> **Description of the task**
List each line in the records below that contains the word "white".

** Begin **

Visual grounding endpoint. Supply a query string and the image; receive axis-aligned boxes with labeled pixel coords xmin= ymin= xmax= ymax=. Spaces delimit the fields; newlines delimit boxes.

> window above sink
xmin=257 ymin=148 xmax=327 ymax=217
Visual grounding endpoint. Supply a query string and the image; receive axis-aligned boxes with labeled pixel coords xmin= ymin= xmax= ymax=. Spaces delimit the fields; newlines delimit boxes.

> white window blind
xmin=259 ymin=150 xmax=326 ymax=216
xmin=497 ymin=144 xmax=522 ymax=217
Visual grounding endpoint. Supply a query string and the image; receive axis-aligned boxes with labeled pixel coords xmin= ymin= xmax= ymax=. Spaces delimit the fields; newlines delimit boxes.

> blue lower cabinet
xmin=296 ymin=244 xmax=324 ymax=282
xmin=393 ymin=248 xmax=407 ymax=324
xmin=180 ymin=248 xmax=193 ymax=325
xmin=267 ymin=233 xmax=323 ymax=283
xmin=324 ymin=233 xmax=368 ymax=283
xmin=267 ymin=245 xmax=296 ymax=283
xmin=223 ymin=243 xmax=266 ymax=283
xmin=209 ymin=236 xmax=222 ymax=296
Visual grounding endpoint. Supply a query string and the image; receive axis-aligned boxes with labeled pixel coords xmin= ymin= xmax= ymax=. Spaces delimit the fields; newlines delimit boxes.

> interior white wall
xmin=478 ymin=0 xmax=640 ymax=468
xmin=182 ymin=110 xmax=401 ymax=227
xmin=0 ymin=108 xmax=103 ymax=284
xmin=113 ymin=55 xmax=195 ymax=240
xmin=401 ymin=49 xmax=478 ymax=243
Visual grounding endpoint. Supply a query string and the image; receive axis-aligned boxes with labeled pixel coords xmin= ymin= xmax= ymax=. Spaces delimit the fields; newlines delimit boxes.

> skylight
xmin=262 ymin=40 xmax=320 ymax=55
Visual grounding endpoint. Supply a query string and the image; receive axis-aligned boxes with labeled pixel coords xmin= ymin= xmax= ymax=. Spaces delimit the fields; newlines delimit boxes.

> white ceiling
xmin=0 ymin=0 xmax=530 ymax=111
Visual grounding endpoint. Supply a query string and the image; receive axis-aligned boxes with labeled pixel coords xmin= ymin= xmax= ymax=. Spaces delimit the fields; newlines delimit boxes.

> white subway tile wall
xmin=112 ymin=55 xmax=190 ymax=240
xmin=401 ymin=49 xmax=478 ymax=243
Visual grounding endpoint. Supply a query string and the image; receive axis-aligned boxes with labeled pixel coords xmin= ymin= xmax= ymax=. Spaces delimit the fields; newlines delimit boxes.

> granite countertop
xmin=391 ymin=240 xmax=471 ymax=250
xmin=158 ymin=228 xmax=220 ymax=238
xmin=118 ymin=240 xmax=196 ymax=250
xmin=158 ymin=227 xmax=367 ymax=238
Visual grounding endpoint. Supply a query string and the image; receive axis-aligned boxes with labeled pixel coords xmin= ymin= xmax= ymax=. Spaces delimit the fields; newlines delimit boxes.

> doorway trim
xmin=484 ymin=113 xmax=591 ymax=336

** End **
** Begin **

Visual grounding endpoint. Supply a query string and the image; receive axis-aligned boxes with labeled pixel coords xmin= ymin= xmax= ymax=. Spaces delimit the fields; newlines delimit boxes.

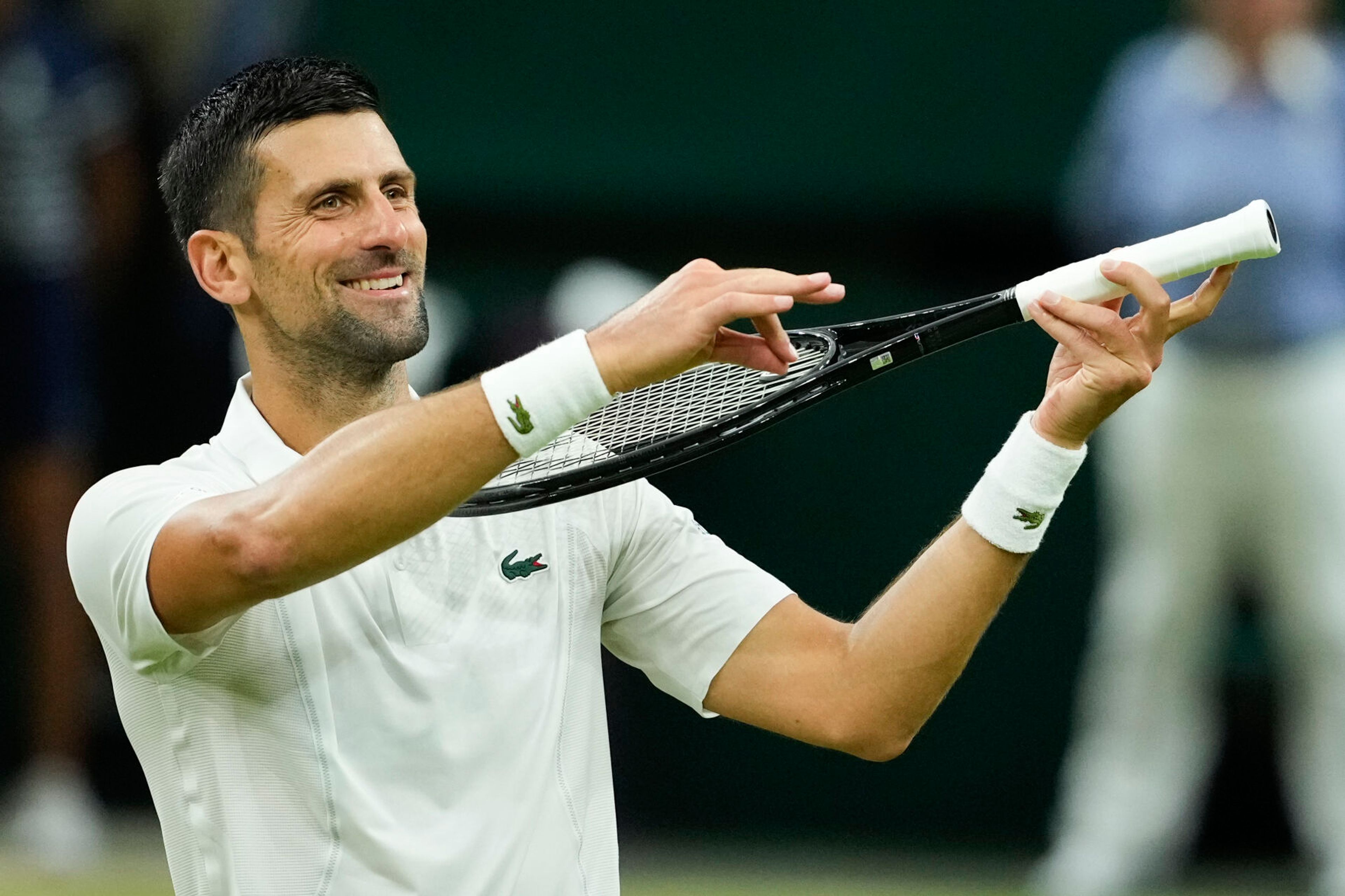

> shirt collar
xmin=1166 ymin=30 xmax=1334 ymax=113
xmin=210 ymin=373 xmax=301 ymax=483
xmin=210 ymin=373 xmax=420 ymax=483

** End **

> **Answer**
> white window blind
> interior white wall
> white ceiling
> white subway tile wall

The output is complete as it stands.